→ **EXERCISE AIM**:
Copy the following records word for word, keeping every line in its original order.

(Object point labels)
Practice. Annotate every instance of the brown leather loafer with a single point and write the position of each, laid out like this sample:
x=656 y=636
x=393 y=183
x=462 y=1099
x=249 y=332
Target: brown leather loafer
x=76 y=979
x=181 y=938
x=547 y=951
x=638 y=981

→ **RESPONSE TO THE EXERCISE**:
Practice. Annotate every instance of the brown leather loafer with a single point and write the position of each, laid out like this sample:
x=656 y=636
x=393 y=183
x=462 y=1099
x=249 y=332
Target: brown leather loafer
x=76 y=979
x=181 y=938
x=547 y=951
x=638 y=981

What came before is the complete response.